Wednesday, October 24, 2012

Random Ponderings of the Collector's Mind

This is a pretty slow time of year as far as collecting sports memorabilia goes, at least for me.  I find that collecting autographed baseballs and pictures looks the best, therefore that leads towards me tending to target baseball players for autographs more so than other sports.  Since there are no baseball games going on in this region, that means I keep an eye put on public signing events on the signingshotline website I mention now and again.

One thing I did want to mention though, is something you think would be pretty obvious but actually suckers a lot of people every year.  A lot of people out there who collect sports memorabilia do not have the time to go and get the players they want in person.  Instead, they purchase items online.  The problem is that there is a huge amount of forgeries out there, and they are so good you can't really tell any difference between what's fake and what's authentic.  I realize there are now third party companies (PSA/DNA, Tristar, JSA, etc.) that now exist to give authentication, but one huge tip if you're going to buy items online is to pay close attention to whether the certification of that company is an opinion or whether it was at a signing event as a witness.  There is a major difference between the two.  If it is the opinion that an autograph is authentic, they will certify it.  The problem is that no matter how much of a signature forensics background they have, it is still just an opinion.  They can't with 100% certainty tell you that it is real, because they in fact just think that it is.

> **RAW DATA**
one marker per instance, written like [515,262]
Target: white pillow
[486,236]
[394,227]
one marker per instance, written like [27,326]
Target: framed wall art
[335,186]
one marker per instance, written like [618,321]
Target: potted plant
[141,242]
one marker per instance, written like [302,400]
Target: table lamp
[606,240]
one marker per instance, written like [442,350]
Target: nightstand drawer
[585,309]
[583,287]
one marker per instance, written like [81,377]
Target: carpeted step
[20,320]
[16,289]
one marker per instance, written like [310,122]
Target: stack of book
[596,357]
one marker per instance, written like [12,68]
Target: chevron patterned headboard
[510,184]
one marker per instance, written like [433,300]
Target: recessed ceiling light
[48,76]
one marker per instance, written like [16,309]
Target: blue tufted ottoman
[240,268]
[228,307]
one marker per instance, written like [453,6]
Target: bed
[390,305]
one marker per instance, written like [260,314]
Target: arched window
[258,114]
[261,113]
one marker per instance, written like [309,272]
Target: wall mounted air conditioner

==

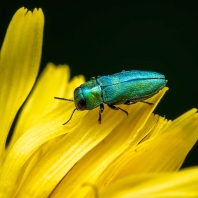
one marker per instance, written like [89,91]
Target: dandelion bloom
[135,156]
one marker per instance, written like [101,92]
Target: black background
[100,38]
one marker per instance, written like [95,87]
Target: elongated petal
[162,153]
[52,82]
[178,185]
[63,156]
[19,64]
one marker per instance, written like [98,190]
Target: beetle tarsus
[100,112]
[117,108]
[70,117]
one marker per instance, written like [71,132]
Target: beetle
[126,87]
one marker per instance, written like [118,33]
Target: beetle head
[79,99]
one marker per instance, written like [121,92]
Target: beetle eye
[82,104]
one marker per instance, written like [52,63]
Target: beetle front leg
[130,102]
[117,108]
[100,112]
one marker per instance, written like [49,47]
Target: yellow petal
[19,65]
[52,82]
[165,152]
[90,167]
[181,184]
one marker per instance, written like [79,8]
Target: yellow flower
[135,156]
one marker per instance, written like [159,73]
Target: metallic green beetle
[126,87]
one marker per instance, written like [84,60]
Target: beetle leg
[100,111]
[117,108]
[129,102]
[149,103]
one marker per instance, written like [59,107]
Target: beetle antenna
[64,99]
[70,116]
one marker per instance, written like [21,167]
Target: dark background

> **PROBLEM SET**
- A) Answer these from the blog post about collecting sports memorabilia:
(i) Which sport's players does the writer mostly target for autographs?
(ii) Which website does the writer watch for public signing events?
(iii) Which third-party authentication companies are named?
- B) In the blog post about collecting sports memorabilia, rewrite the stretch from "Random Ponderings of" through "now and again.", swapping "public signing events" for "card shows".
- C) Carry the blog post about collecting sports memorabilia forward from its last sentence.

> **ANSWERS FOR THE EXERCISE**
- A)
(i) Baseball.
(ii) The signingshotline website.
(iii) PSA/DNA, Tristar, and JSA.

- B)
Random Ponderings of the Collector's Mind

This is a pretty slow time of year as far as collecting sports memorabilia goes, at least for me.  I find that collecting autographed baseballs and pictures looks the best, therefore that leads towards me tending to target baseball players for autographs more so than other sports.  Since there are no baseball games going on in this region, that means I keep an eye put on card shows on the signingshotline website I mention now and again.

- C)
Let me give one example...

Go to this website;

Enter this number into the verification entry: 4A19144

What comes up is a guarantee of authenticity.  This is an autographed baseball I got at a free signing by Heath Bell at Rancho Bernardo Sports Cards last year, an event in which PSA/DNA attended and authenticated items for you on the spot for a fee of $8.  The reason they can guarantee it is that they were there to witness it.  Here is a picture of that ball...

Just for something else to look at, here is a picture of an 8x10 I had signed at a payed event at OC Sports Cards in Anaheim by Gary Payton, who also inscribed it with "The Glove".  Keep in mind, PSA also attended this event and if you look up the authentication number it is also a guarantee.

Now, go back to the PSA authentication website that I mentioned and type in this number: L87953.  This number represents an autograph for sale on the internet that I randomly looked up.  It is supposedly an 8x10 photo signed by former Raider Napoleon McCallum.

Note the big difference in the way the authentication is worded.  It is of the opinion of PSA that this signature is authentic.  That does not mean that I think it is fake necessarily, but it is not guaranteed to be the real mccoy.

If you are going to go and buy something from eBay, or something along those lines, it is normal for the seller to put the authentication of the item in the description, along with a picture of the certification itself.  What I would do is then go and enter that number into the corresponding database to see how the authentication is worded.  99% of the time, it will only be an opinion.  If you are okay with gambling that the third party is correct, then by all means go ahead and make the purchase.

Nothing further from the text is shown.